## ROWS
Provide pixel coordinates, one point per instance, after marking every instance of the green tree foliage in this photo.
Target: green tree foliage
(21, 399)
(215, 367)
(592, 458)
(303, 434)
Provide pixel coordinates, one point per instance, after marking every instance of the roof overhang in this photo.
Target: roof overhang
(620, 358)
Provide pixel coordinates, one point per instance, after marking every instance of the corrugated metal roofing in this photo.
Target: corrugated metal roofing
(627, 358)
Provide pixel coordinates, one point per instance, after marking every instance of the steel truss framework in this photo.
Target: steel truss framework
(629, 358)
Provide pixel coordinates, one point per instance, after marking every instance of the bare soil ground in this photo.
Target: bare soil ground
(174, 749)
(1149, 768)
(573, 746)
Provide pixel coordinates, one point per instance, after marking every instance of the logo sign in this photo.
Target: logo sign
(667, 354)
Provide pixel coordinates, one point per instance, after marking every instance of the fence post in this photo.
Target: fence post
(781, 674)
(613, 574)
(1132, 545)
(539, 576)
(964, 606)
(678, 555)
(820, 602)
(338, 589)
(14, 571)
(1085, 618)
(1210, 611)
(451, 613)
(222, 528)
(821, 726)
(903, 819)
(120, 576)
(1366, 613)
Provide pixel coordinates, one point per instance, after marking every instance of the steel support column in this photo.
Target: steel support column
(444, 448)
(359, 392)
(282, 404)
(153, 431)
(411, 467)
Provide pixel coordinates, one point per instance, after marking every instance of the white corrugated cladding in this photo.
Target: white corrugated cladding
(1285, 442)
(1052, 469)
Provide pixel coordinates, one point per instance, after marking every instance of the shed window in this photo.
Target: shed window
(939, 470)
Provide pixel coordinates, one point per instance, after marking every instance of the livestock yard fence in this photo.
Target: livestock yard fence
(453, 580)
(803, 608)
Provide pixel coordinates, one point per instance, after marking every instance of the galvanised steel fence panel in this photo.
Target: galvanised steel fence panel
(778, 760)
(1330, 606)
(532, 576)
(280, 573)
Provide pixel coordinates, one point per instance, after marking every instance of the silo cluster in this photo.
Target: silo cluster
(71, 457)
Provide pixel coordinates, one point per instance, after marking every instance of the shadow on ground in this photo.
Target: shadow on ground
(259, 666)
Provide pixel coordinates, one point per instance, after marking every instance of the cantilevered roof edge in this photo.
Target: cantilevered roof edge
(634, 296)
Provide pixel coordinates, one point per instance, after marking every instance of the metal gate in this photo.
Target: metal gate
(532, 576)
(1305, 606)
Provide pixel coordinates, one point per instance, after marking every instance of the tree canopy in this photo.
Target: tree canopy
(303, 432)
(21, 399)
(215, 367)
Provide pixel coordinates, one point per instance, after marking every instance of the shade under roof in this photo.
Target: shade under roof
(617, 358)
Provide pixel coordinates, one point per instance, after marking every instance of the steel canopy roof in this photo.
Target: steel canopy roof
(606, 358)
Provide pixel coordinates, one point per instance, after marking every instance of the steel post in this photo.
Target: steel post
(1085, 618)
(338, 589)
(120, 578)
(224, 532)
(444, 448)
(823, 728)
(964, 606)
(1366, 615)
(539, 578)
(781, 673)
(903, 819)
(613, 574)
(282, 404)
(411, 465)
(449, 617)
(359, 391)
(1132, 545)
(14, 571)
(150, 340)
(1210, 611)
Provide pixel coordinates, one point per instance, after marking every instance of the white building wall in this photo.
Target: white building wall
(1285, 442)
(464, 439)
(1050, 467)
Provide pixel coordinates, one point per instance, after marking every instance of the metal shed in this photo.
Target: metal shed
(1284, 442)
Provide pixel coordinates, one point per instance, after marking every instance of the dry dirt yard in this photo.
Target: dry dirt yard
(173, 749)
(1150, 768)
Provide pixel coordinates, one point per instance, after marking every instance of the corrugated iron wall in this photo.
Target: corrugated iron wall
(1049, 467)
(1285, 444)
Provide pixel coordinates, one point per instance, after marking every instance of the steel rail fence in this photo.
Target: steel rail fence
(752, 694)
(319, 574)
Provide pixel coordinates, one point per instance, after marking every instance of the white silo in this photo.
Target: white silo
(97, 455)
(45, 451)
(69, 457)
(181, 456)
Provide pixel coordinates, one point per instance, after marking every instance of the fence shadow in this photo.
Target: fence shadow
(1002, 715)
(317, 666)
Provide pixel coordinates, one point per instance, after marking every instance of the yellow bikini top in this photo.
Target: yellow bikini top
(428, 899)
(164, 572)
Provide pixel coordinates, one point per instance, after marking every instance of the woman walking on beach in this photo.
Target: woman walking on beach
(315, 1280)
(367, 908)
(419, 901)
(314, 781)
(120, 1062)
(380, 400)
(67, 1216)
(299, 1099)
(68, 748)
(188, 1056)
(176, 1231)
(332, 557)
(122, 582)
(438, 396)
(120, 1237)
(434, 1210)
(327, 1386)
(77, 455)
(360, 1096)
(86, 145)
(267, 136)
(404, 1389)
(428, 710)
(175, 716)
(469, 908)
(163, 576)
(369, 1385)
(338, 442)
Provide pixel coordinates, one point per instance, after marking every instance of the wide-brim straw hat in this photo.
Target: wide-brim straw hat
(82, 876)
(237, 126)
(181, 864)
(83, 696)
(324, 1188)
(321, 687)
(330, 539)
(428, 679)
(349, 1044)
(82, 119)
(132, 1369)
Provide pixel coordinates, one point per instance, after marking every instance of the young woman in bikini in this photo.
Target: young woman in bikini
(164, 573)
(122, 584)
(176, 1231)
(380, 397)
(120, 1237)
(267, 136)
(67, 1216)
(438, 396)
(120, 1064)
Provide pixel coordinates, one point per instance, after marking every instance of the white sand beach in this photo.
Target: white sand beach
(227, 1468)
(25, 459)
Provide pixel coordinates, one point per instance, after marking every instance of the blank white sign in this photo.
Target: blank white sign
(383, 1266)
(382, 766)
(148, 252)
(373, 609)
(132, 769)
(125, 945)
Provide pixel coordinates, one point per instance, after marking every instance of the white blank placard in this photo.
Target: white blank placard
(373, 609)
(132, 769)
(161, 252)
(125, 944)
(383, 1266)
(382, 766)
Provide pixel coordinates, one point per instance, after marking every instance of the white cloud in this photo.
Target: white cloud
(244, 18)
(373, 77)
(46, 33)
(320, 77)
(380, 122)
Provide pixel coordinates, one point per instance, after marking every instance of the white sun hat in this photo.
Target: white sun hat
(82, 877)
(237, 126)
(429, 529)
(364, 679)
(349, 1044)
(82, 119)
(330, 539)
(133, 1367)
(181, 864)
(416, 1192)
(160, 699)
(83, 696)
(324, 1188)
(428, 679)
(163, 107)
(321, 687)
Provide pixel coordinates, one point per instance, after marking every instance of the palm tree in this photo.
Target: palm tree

## WHAT YOU SHOULD DO
Output an exact copy of the lines beginning at the one that holds "on beach in this photo." and running through the final line of the records.

## SOLVED EXERCISE
Provide pixel coordinates, one point per instance, after marking every instance of the woman walking on beach in this photo.
Target: woman walking on beach
(315, 1280)
(367, 908)
(419, 901)
(314, 781)
(120, 1062)
(380, 400)
(67, 1216)
(299, 1099)
(68, 748)
(188, 1056)
(176, 1231)
(332, 557)
(122, 582)
(438, 396)
(120, 1237)
(434, 1210)
(327, 1386)
(77, 455)
(360, 1096)
(86, 145)
(267, 136)
(404, 1389)
(428, 710)
(175, 716)
(469, 908)
(163, 576)
(369, 1385)
(338, 442)
Provide pixel coordinates, one point per instance, after marking every instance of the wide-brim straw hat in this photo.
Target: wide-brim straw hat
(82, 876)
(237, 126)
(181, 864)
(83, 696)
(324, 1188)
(321, 687)
(330, 539)
(428, 679)
(349, 1044)
(82, 119)
(132, 1369)
Provide pixel coordinates, one point per instance, after marking every instance of the young woman in bikini in this photo.
Target: young woman in bikini
(164, 573)
(122, 584)
(176, 1231)
(380, 397)
(120, 1237)
(267, 136)
(67, 1216)
(438, 396)
(120, 1064)
Provide pixel coordinates, one point per instance, after marking every instance of the white sand beach in this photo.
Target: white sand beach
(227, 1468)
(25, 459)
Provide pixel coordinates, one point per instance, after marking every instance of the blank white sign in this photo.
Target: blank white sign
(383, 1266)
(382, 766)
(148, 252)
(373, 609)
(132, 769)
(125, 945)
Provide pixel coordinates, one point per instance, after marking every instance of the white blank placard in this photo.
Target: white blank placard
(373, 609)
(132, 769)
(161, 252)
(125, 944)
(383, 1266)
(382, 766)
Provide pixel coordinates, one point per instance, after marking every instance of the white cloud in this photo.
Target: white cloud
(244, 18)
(373, 77)
(46, 33)
(320, 77)
(380, 122)
Provide pixel coordinates, one point per instance, after marking every instance of the white sun hat in this photo.
Target: white sun hat
(82, 877)
(237, 126)
(429, 529)
(364, 679)
(349, 1044)
(82, 119)
(330, 539)
(133, 1367)
(181, 864)
(416, 1192)
(160, 699)
(83, 696)
(324, 1188)
(428, 679)
(163, 107)
(321, 687)
Provide pixel coordinates, one point per instance, after marking every instance of the palm tree in this photo.
Target: palm tree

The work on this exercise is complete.